Task prompt —
Restate the full set of records exactly, word for word.

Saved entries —
——————————

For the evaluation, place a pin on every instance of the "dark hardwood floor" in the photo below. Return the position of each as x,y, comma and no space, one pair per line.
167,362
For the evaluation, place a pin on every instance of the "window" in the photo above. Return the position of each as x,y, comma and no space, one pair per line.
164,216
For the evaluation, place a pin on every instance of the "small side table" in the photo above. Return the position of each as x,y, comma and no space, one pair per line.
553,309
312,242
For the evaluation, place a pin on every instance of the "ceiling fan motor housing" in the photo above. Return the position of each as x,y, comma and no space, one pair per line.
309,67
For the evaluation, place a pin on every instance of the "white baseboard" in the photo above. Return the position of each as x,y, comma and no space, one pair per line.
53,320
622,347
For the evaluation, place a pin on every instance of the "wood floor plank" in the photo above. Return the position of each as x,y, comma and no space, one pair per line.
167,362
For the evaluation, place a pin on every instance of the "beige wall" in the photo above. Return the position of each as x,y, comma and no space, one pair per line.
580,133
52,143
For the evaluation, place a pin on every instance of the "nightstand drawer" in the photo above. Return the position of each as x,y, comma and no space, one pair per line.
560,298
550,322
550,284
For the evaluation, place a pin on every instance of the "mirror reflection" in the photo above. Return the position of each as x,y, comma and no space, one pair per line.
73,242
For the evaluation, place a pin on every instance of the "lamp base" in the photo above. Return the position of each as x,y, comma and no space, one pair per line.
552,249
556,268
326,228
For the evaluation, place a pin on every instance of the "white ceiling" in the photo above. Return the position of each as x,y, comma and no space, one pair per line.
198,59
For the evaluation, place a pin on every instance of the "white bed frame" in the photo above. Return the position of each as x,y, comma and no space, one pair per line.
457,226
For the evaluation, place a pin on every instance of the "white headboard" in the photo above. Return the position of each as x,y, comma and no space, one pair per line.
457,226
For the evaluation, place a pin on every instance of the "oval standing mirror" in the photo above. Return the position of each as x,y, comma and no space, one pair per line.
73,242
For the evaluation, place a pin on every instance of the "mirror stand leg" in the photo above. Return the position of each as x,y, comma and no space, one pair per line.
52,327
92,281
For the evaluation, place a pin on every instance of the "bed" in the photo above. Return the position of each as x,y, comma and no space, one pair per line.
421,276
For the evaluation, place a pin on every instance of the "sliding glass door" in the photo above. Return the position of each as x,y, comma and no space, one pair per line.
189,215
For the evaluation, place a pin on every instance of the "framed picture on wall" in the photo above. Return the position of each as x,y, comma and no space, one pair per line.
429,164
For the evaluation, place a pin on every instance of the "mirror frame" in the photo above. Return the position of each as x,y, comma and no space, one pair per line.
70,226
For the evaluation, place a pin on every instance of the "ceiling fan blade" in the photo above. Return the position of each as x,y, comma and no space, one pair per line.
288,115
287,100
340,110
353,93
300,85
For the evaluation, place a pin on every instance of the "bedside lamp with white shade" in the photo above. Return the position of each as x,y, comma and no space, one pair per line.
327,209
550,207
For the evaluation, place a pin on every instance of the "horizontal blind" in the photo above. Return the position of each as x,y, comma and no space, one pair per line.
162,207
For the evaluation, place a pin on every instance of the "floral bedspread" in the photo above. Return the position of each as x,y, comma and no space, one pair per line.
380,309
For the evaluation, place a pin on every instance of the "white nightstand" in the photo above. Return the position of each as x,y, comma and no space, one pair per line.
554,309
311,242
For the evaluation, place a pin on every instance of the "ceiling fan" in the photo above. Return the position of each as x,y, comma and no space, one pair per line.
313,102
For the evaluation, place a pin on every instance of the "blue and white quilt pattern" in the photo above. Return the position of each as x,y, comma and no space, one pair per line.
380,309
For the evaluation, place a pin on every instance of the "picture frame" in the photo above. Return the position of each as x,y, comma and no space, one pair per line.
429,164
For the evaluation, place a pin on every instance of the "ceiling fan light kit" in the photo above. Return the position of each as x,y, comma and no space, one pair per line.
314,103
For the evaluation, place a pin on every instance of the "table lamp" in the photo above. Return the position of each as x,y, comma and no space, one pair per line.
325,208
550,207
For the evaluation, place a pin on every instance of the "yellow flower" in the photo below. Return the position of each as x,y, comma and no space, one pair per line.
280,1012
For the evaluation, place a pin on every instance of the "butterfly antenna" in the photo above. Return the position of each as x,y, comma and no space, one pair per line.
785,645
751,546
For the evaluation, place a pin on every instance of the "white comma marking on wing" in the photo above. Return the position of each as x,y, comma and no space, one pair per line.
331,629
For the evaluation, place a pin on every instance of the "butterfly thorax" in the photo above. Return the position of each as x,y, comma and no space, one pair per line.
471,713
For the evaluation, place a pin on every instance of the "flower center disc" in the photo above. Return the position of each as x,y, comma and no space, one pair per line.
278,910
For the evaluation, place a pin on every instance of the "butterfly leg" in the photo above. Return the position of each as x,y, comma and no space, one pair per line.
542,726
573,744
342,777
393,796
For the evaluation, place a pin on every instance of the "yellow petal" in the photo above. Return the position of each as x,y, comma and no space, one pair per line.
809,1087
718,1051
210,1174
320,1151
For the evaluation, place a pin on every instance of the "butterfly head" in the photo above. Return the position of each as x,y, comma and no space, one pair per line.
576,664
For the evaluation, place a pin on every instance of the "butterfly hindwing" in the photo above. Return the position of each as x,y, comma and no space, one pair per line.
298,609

——————————

Finished task —
For the evaluation, place a pin on every instance of the "dark hardwood floor" in the photo below. Return the position of each as x,y, comma and no space, one pair per line.
167,362
For the evaluation, place a pin on every instance of the "window" in the photo above. Return the position of each as x,y, comma and no space, one pair per line.
164,216
For the evaluation, place a pin on every instance of the "small side table" in the photo above. Return the position of each as x,y, comma and no space, one pair per line.
553,309
312,242
For the evaluation, place a pin on every instance of the "ceiling fan motor housing" in the photo above. Return the position of each as x,y, comma and no space, one pair per line.
309,67
For the evaluation, place a pin on every instance of the "white baseboard" in the photo above. Return the position of each as x,y, comma and no space, one pair per line.
53,320
622,347
For the evaluation, place a pin on every instance of the "wood floor plank" in the photo above. Return the position of each as x,y, comma and no space, one pair per line.
167,362
For the evaluation, place a pin on every instance of the "beige wall" in the photo above. Return the position of each as x,y, comma and no space, one pair per line.
580,133
52,143
For the evaluation, place a pin on every instance of the "nightstand drawer" in the photo above. Return the position of each as x,y, comma and no space, one pair per line.
560,298
550,322
550,284
For the evaluation, place a pin on every instance of the "mirror reflection" in the photo above. Return the position of each as x,y, comma and no space, one pair per line.
73,242
For the evaluation, place a pin on every instance of the "lamp base" in the photo above. Return the position of each as x,y, comma and no space, one pair per line.
552,249
556,268
326,228
For the evaluation, place a pin on every instance of the "white ceiling" in the photo above. Return the position of each as x,y, comma and no space, one pair per line.
198,59
For the evaluation, place a pin on every instance of the "white bed frame" in the photo above. Return the position of each as x,y, comma and no space, one pair per line.
457,226
For the evaluation, place a pin on every instance of the "white headboard" in the photo above. Return the position of each as x,y, comma and no space, one pair per line.
457,226
For the evaluation, place a pin on every instance of the "oval standing mirror" in the photo above. Return the position of each as x,y, comma and no space, one pair per line.
73,242
For the evaluation, place a pin on every instance of the "mirror stand leg" in the photo above. Return the position of each as x,y, comma and no space, one pair per line.
52,327
92,281
For the evaluation, place a pin on every instance of the "bed" in the photo above. Return the position of each as x,y, comma and no space, one pair per line.
421,276
For the evaluation, place a pin on every instance of the "sliding glass door" in the photo above. Return the position of each as x,y, comma and no space, one pair per line.
189,215
For the evaluation, place a pin on every instance of the "framed picture on wall" in the photo above. Return the position of each as x,y, comma and no space, one pair per line.
429,164
For the evaluation, place a pin on every instance of the "mirror frame" in the photo above. Return the position of each as x,y, comma and no space, one pair per line.
70,226
For the evaluation, place a pin on every instance of the "ceiling fan blade" in the photo above. Return the position of each as x,y, comma and no space, one pair per line.
288,115
287,100
340,110
353,93
300,85
For the evaluation, place a pin on every instance of the "bedside lamp with white shade" in the photo above. Return the position of each as x,y, comma and no space, one pair per line.
327,209
550,207
For the evaluation, place a pin on every instance of the "horizontal blind" in the photo above. Return the position of each as x,y, comma and no space, one pair per line.
162,207
For the evaluation, place a pin on every instance of the "floral bedspread" in the photo above. Return the position of each as x,y, comma and no space, one pair per line.
380,309
For the evaluation, place a pin on every instance of the "white nightstand" in the photo above. Return the position of each as x,y, comma and no space, one pair per line.
554,309
311,242
For the evaluation, place a pin on every instance of the "ceiling fan" in the photo above. Return the position of each as x,y, comma and no space, one pair per line.
313,102
For the evaluation, place a pin on every instance of the "blue and white quilt pattern" in the photo above. Return the position of each as x,y, comma and no space, one pair per line.
380,309
For the evaluation, place a pin on every instance of the "picture frame" in the photo above. Return the position of each as x,y, comma and no space, one pair per line.
429,164
For the evaluation, place a pin on every instance of the "ceiling fan light kit" in the photo above. Return the position of each as x,y, comma and no space, one pair per line.
314,103
For the evaluation, place a pin on every instance of the "table lamp" in the photo above. Return the position of each as x,y, comma and no space, one pair per line.
325,208
550,207
For the evaluation, place a pin on every instance of the "yellow flower" in the photo below. Return the position of each as x,y, comma and no space, one pair per line.
280,1012
For the evaluation, place a pin on every instance of the "butterfly antenna" in the photo above. Return the position of each as x,y, comma and no space, one pair per line.
785,645
751,546
For the evaluation, place a pin on every instance of the "white comma marking on wing" in the photo above. Return the position of each as x,y, comma and no space, one pair per line.
331,629
For the evaluation, place a pin on every instance of the "butterfly thorax" in the photo above. Return the position of each as x,y, comma and no space, one pair per line.
471,713
For the evaluation, place a pin on every instance of the "flower center disc" in the photo above. Return the position of each as x,y, comma and no space, one pair per line.
278,910
For the evaluation, place a pin on every instance of the "butterfly leg" in the photo above. Return the position of each as x,y, comma and no space, one pair per line.
542,726
573,744
342,777
393,796
For the evaluation, place a pin on every instance of the "yellow petal" in the photo above. Return the position of each as x,y, comma and no space, one pair per line.
809,1087
718,1051
210,1174
320,1151
For the evaluation, place a pin on every instance of the "butterfly head" in the photo above. Return the position of each as x,y, comma and no space, one pair per line.
576,664
For the evaluation, place a pin on every instance of the "butterfly hindwing" in the photo above. Return the position of each as x,y, comma and no space, one pair per line.
298,609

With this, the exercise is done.